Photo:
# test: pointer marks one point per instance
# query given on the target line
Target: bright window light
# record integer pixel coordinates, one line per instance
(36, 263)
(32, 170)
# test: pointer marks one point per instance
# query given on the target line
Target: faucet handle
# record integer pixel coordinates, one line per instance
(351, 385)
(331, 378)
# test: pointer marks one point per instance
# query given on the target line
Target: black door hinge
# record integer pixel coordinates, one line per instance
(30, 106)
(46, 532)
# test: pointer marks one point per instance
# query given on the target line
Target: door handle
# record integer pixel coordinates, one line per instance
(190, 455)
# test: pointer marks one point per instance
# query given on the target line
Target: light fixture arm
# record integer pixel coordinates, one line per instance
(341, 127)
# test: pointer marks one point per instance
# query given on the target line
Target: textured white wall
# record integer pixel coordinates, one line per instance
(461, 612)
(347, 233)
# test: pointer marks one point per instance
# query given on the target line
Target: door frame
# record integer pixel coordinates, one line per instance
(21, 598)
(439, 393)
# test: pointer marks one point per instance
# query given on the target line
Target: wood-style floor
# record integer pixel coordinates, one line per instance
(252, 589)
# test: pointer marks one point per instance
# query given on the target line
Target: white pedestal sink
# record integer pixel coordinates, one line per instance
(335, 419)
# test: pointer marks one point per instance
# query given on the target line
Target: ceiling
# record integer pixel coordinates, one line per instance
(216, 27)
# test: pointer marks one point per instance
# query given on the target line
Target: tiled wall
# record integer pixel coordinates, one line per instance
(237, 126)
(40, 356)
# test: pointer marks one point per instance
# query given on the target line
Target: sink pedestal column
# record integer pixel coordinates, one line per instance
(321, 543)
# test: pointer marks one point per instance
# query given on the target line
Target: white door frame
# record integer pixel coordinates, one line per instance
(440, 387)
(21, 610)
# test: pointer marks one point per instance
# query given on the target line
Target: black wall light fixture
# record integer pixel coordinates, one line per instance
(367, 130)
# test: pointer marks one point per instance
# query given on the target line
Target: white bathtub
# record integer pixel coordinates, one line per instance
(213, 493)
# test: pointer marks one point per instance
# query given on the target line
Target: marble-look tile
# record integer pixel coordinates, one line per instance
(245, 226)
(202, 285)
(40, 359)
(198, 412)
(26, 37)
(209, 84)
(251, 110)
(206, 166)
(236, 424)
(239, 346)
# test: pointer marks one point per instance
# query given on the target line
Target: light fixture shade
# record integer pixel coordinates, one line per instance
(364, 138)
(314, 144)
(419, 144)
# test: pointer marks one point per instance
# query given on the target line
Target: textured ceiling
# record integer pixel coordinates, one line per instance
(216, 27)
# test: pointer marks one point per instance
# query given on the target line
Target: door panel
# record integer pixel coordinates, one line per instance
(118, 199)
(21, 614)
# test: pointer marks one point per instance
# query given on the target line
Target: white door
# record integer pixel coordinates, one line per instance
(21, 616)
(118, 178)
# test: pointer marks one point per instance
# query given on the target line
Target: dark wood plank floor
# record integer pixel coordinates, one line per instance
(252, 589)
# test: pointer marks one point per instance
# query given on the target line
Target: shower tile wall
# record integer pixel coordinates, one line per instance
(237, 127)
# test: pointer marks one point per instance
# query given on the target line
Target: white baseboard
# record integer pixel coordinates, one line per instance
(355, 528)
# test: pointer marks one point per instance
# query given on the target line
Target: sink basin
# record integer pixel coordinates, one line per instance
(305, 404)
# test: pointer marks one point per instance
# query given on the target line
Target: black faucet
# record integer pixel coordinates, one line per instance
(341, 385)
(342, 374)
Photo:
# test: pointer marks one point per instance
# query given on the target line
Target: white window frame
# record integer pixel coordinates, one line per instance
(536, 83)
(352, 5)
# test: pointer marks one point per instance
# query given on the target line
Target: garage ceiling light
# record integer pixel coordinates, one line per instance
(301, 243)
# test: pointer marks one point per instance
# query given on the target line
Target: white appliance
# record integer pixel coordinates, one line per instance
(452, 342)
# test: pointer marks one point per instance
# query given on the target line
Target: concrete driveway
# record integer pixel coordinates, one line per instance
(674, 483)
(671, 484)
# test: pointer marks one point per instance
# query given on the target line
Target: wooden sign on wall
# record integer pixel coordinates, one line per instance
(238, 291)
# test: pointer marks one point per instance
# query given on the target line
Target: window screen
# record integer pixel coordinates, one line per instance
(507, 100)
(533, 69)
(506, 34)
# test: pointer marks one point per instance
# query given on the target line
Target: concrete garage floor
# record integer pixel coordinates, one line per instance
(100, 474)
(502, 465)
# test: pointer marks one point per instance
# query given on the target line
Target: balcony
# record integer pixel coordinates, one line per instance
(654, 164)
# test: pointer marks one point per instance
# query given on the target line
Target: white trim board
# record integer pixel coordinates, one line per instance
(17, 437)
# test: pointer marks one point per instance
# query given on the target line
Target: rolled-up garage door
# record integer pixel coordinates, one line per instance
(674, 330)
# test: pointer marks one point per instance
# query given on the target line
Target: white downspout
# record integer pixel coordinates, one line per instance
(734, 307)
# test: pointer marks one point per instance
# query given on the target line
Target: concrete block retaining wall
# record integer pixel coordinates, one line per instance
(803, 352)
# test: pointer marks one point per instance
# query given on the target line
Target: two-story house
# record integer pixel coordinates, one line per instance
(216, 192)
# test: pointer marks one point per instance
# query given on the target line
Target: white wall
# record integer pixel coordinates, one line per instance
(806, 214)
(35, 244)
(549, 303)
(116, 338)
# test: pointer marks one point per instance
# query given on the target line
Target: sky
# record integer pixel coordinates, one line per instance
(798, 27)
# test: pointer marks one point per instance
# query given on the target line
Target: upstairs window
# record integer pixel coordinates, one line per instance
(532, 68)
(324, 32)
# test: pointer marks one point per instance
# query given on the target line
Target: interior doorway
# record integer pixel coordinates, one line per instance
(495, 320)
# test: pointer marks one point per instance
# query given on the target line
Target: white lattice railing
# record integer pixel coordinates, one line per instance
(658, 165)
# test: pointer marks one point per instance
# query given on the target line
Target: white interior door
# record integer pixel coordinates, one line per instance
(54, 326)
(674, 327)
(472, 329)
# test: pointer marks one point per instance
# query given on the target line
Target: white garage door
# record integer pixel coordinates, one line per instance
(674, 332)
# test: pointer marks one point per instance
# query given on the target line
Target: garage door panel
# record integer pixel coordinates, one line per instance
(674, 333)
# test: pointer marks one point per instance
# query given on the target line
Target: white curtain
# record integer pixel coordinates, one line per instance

Problem requirements: Repeat the records above exactly, from the first line to the last.

Response to the task:
Photo:
# test: pointer marks one point per instance
# query given on the target line
Target: bright window light
# record integer pixel coordinates, one line per instance
(36, 263)
(32, 170)
# test: pointer marks one point per instance
# query given on the target line
Target: faucet handle
# record integer pixel coordinates, one line per instance
(351, 385)
(331, 378)
# test: pointer marks one point per instance
# query given on the target line
Target: black door hinge
# record integer pixel coordinates, one line per instance
(30, 106)
(46, 532)
# test: pointer marks one point per instance
# query given on the target line
Target: door handle
# record integer pixel coordinates, one line per instance
(190, 455)
# test: pointer marks one point per instance
# query given on the target line
Target: light fixture arm
# record integer pixel coordinates, one line per instance
(341, 127)
# test: pointer marks one point per instance
# query given on the target line
Target: textured white wall
# record integer pixel coordinates, one line per instance
(461, 612)
(347, 233)
# test: pointer marks one point per instance
# query given on the target line
Target: door frame
# record integer pixel coordinates, one line per instance
(21, 598)
(439, 393)
# test: pointer marks one point per instance
# query given on the target line
Target: wood-style floor
# record integer pixel coordinates, one line per instance
(252, 589)
# test: pointer marks one point per instance
# query given on the target line
Target: white pedestal sink
# record integer pixel coordinates, one line per instance
(335, 419)
# test: pointer marks one point per instance
# query given on the target line
Target: ceiling
# record integer pixel coordinates, one line per instance
(216, 27)
# test: pointer marks one point per instance
# query given on the target line
Target: tiled wall
# record integer pixel coordinates, one line per instance
(237, 126)
(40, 356)
# test: pointer marks one point per instance
# query given on the target line
Target: sink pedestal column
# record integer pixel coordinates, one line per instance
(321, 543)
# test: pointer marks one point per instance
# query given on the target line
Target: white door frame
# record integer pixel coordinates, one line per instance
(440, 387)
(21, 610)
# test: pointer marks one point per instance
# query given on the target line
Target: black wall light fixture
# record integer pixel coordinates, one line per instance
(367, 130)
# test: pointer marks one point per instance
# query given on the target line
Target: white bathtub
# record integer pixel coordinates, one line per instance
(213, 493)
# test: pointer marks one point per instance
# query given on the target line
Target: marble-look tile
# record integer pixel coordinates, one line per instance
(245, 226)
(202, 285)
(40, 359)
(198, 412)
(26, 37)
(209, 84)
(251, 110)
(206, 166)
(236, 424)
(239, 346)
# test: pointer marks one point per instance
# query given on the target line
Target: light fixture shade
# record integer pixel coordinates, one line per instance
(364, 138)
(314, 144)
(419, 144)
# test: pointer marks one point per instance
# query given on the target line
Target: textured ceiling
# record integer pixel coordinates, one line per instance
(216, 27)
# test: pointer marks one point per instance
# query given on the target line
Target: door panel
# record integer pixel coordinates, one line per instance
(118, 199)
(21, 614)
# test: pointer marks one point per instance
# query given on the target line
Target: white door
# record integer pixel coordinates, one line per instance
(21, 616)
(118, 178)
# test: pointer marks one point per instance
# query given on the target line
Target: dark wood plank floor
# record integer pixel coordinates, one line per instance
(252, 589)
# test: pointer marks one point per instance
# query given on the target line
Target: shower tile wall
# record integer pixel coordinates, one line per instance
(237, 127)
# test: pointer marks one point per instance
# query given on the target line
Target: white baseboard
# record integer pixel coordinates, one line per instance
(355, 528)
# test: pointer marks one point per instance
# query given on the target line
Target: sink basin
# record integer pixel coordinates, one line per instance
(305, 404)
# test: pointer marks one point per instance
# query given on the target line
Target: black faucet
# record integer pixel coordinates, one line per instance
(341, 385)
(342, 374)
Photo:
# test: pointer marks one point per instance
# query given on the target line
Target: white window frame
# record integer pixel coordinates, one line per instance
(536, 83)
(352, 5)
# test: pointer marks one point per instance
# query given on the target line
Target: garage ceiling light
# record integer pixel coordinates, one line per instance
(301, 243)
# test: pointer marks one point per instance
# query given on the target line
Target: white appliance
# record integer pixel coordinates, one line per instance
(452, 342)
# test: pointer marks one point per instance
# query given on the target line
Target: concrete driveway
# record integer pixel coordinates, one line per instance
(674, 483)
(671, 484)
# test: pointer marks one point per instance
# query given on the target line
Target: wooden sign on wall
# record integer pixel coordinates, one line per instance
(238, 291)
# test: pointer marks one point per instance
# query given on the target line
Target: window screen
# record integer pixel coordinates, one line per instance
(507, 100)
(533, 69)
(506, 34)
# test: pointer marks one point per instance
# query given on the target line
Target: concrete garage floor
# record integer pixel coordinates, one line per instance
(100, 474)
(502, 465)
# test: pointer marks one point per instance
# query given on the target line
Target: balcony
# record integer pixel coordinates, one line per instance
(654, 164)
# test: pointer marks one point per instance
# query given on the target line
Target: white trim board
# record integer pixel coordinates, one line per instance
(17, 437)
# test: pointer marks one point per instance
# query given on the target line
Target: rolled-up garage door
# record integer pixel coordinates, one line per instance
(674, 330)
# test: pointer marks one point per instance
# query given on the target line
Target: white downspout
# record integer pixel coordinates, one line per instance
(734, 307)
# test: pointer marks one point per instance
# query given on the target line
Target: concrete block retaining wall
# record integer pixel coordinates, one line per instance
(803, 352)
# test: pointer marks one point per instance
# query given on the target line
Target: two-story house
# record integer pixel coordinates, one line per instance
(216, 192)
# test: pointer marks one point per instance
# query given on the target line
Target: white wall
# record integer pixel coordinates, one line per instance
(806, 214)
(35, 244)
(549, 303)
(116, 338)
# test: pointer marks one point per instance
# query given on the target line
Target: sky
# record integer pixel coordinates, one line per instance
(798, 27)
# test: pointer marks one point per instance
# query given on the target line
Target: upstairs window
# record integer pixel coordinates, one line per instance
(532, 68)
(324, 32)
# test: pointer marks one point per instance
# query given on the target line
Target: interior doorway
# record integer pixel coordinates, one line per instance
(495, 320)
# test: pointer marks one point per instance
# query given on the target line
Target: white lattice railing
# record integer pixel coordinates, one line per instance
(658, 165)
# test: pointer marks one point per instance
# query given on the target line
Target: white interior door
# record integer pixel coordinates, one line per instance
(54, 326)
(674, 327)
(472, 329)
# test: pointer marks one point per instance
# query given on the target line
Target: white garage door
# record integer pixel coordinates, one line per instance
(674, 332)
# test: pointer marks one point per instance
# query given on the target line
Target: garage door panel
# record integer pixel coordinates, one line per instance
(674, 333)
# test: pointer marks one point per instance
# query given on the target line
Target: white curtain
# record integer pixel coordinates, one line per instance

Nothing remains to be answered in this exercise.